**Page excerpt**:
◇ ◇ ◇ ◇ ◇
Odor experience during the critical period induces olfactory imprinting by increasing the sizes of responsive glomeruli in the neonatal OB. This enlargement causes an increase in the sensitivity to the imprinted odor. A pair of signaling molecules, Sema7A and its receptor Plexin C1 (PlxnC1), are responsible for enlarging the odor-stimulated glomeruli by inducing the post-synaptic events and primary-dendrite selection (Inoue et al., 2018). Sema7A is expressed at the axon termini of OSNs in an activity-dependent manner, whereas PlxnC1 is localized to the M/T-cell dendrites only during the first week after birth. KO studies and naris-occlusion experiments revealed that blocking of Sema7A/PlxnC1 signaling during the critical period results in the impairment of smooth social interactions as adults (Inoue et al., 2021).
Oxytocin Is Involved in Imposing the Positive Quality on Imprinted Memory
Elevated sensitivity is a form of olfactory imprinting that is established at the level of glomeruli, and the blockage of Sema7A signaling can be explained by the impairment of odor-evoked synapse formation. However, lasting interest or positive response is another feature of olfactory imprinting. How is it that the perceptive change occurs for the experienced odors? What is responsible for establishing smooth social interactions by imprinted memory? Oxytocin in neonates appears to be involved in olfactory imprinting (Inoue et al., 2021). In the oxytocin KO, the sensitivity to the imprinted odor is increased, however, positive responses are not promoted. Intra-peritoneal injection of oxytocin into the oxytocin KO rescues the impairment of social responses when injection is given during the critical period. Imprinted odor memory reduces the stress by lowering the plasma concentration of a stress hormone, ACTH. This relaxation effect cannot be seen in the oxytocin-KO. These observations indicate that separately from Sema7A signaling, oxytocin in neonates is responsible for imposing the positive quality on imprinted memory.
Sequential Transmission of Exteroceptive Odor Signals During Respiration
Tufted cells and MCs transmit inhalation-phased external signals at different but overlapping time windows of the respiratory cycle. The OB contains at least four distinct types of projection neurons: external TCs, middle TCs, internal TCs, and MCs (Mori, 1987; Hayar et al., 2004; Shepherd et al., 2004; Hirata et al., 2019). Recording of odor-induced firing revealed that these projection neurons convey odor signals to the different areas in the olfactory cortex (OC) and amygdala (Igarashi et al., 2012). Since odor information is separately transmitted to the OC and amygdala by different sets of projection neurons, it is interesting to study how the odor signals are differentially distributed to the central brain for innate and learned decisions during respiration.
Differential Activation of Innate and Learned Olfactory Circuits
During inhalation, external TCs mediate the earliest transmission of odor signals to small areas in the olfactory peduncle, showing high-frequency burst discharges beginning at the rising phase of inhalation and lasting through the end of inhalation. Middle TCs also mediate the early transmission mainly to the olfactory peduncle in the OC, demonstrating high-frequency burst discharges starting at the rising phase of inhalation and continuing until the middle part of exhalation. During inhalation, the high-frequency burst discharges of TCs generate gamma-oscillatory local-field potentials that travel to the anterior piriform cortex (APC) through the AON (Mori et al., 2013). This observation suggests that for learned behavioral decisions, the multi-synaptic TC pathway to higher areas via the AON and APC processes the external odor information during inhalation and early exhalation.
◇ ◇ ◇ ◇ ◇
**Supplied entries**:
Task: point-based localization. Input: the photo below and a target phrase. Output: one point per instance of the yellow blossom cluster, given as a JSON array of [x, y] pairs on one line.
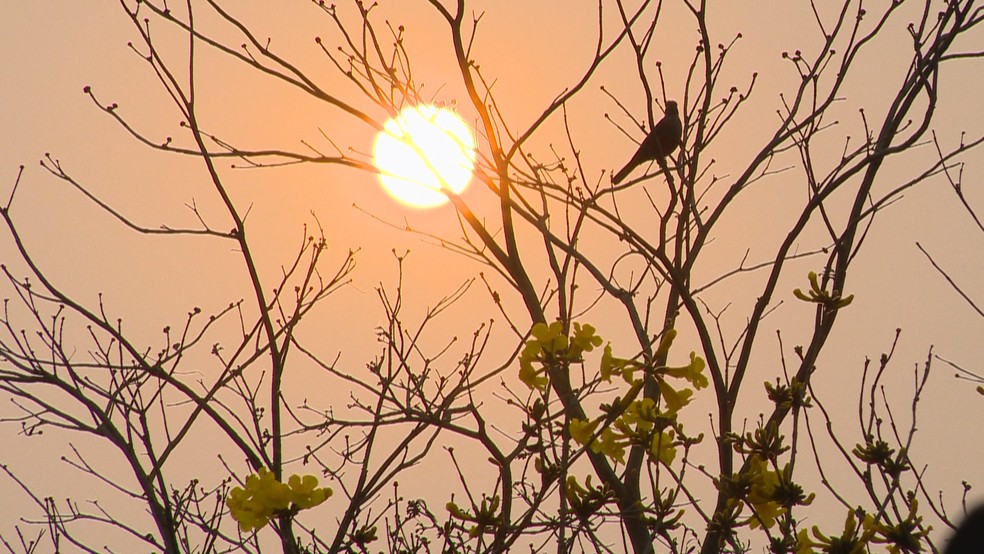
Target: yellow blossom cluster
[[549, 345], [483, 516], [905, 536], [641, 421], [264, 496], [816, 294]]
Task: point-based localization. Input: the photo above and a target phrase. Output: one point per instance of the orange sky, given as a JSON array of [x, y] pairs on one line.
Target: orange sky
[[533, 51]]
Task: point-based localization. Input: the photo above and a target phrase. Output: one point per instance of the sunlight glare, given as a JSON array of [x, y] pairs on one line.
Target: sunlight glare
[[421, 151]]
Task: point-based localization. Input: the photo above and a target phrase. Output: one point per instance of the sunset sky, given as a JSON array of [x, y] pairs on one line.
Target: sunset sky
[[532, 51]]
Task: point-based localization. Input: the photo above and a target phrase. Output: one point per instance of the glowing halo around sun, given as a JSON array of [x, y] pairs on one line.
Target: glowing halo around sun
[[421, 151]]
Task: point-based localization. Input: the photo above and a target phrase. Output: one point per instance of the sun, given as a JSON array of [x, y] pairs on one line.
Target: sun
[[421, 151]]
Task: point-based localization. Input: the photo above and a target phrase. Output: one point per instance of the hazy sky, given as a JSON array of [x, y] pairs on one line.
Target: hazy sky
[[533, 51]]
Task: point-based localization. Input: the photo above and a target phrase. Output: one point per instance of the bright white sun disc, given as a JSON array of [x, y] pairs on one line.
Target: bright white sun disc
[[421, 151]]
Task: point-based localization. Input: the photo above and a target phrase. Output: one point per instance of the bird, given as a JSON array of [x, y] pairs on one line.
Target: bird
[[662, 140]]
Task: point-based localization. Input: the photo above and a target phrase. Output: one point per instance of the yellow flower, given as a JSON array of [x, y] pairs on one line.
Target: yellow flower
[[849, 542], [609, 445], [664, 447], [581, 430], [764, 484], [674, 400], [692, 372], [264, 496], [304, 491], [550, 337], [531, 377]]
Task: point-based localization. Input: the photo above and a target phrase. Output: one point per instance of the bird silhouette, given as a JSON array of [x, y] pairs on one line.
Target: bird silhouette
[[663, 139]]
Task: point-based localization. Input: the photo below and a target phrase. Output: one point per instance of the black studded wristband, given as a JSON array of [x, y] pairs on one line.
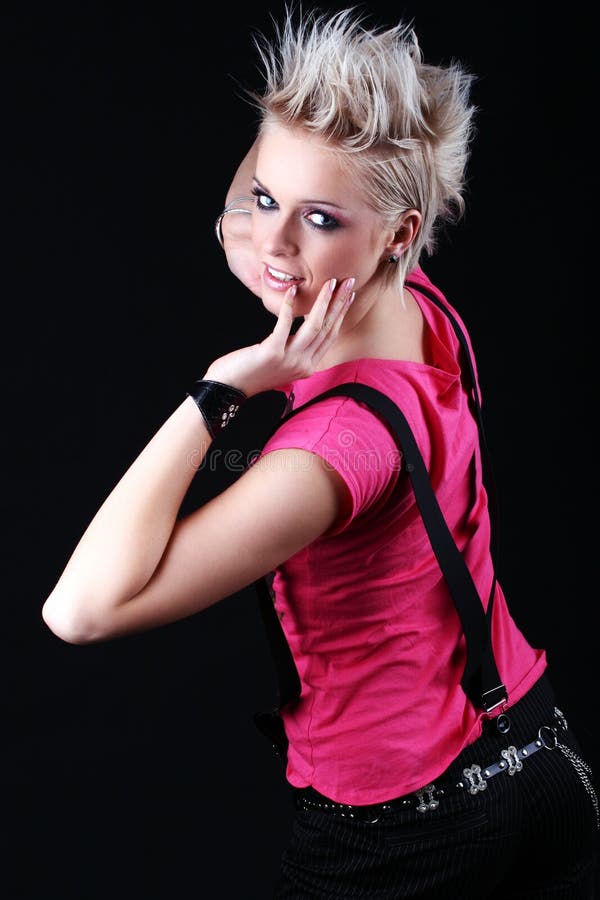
◇ ◇ ◇ ◇ ◇
**Using the information**:
[a] Answer these from the olfactory bulb text:
(i) Where is PlxnC1 localized, and for how long after birth?
(ii) Which stress hormone has a lower plasma concentration because of imprinted odor memory?
(iii) At least how many distinct types of projection neurons does the OB contain?
[b] Reproduce the part of the olfactory bulb text that opens with the words "Odor experience during" and closes with "adults (Inoue et al., 2021).".
Rely only on the olfactory bulb text.

**Task-by-task answers**:
[a]
(i) PlxnC1 is localized to the M/T-cell dendrites, only during the first week after birth.
(ii) ACTH.
(iii) Four.

[b]
Odor experience during the critical period induces olfactory imprinting by increasing the sizes of responsive glomeruli in the neonatal OB. This enlargement causes an increase in the sensitivity to the imprinted odor. A pair of signaling molecules, Sema7A and its receptor Plexin C1 (PlxnC1), are responsible for enlarging the odor-stimulated glomeruli by inducing the post-synaptic events and primary-dendrite selection (Inoue et al., 2018). Sema7A is expressed at the axon termini of OSNs in an activity-dependent manner, whereas PlxnC1 is localized to the M/T-cell dendrites only during the first week after birth. KO studies and naris-occlusion experiments revealed that blocking of Sema7A/PlxnC1 signaling during the critical period results in the impairment of smooth social interactions as adults (Inoue et al., 2021).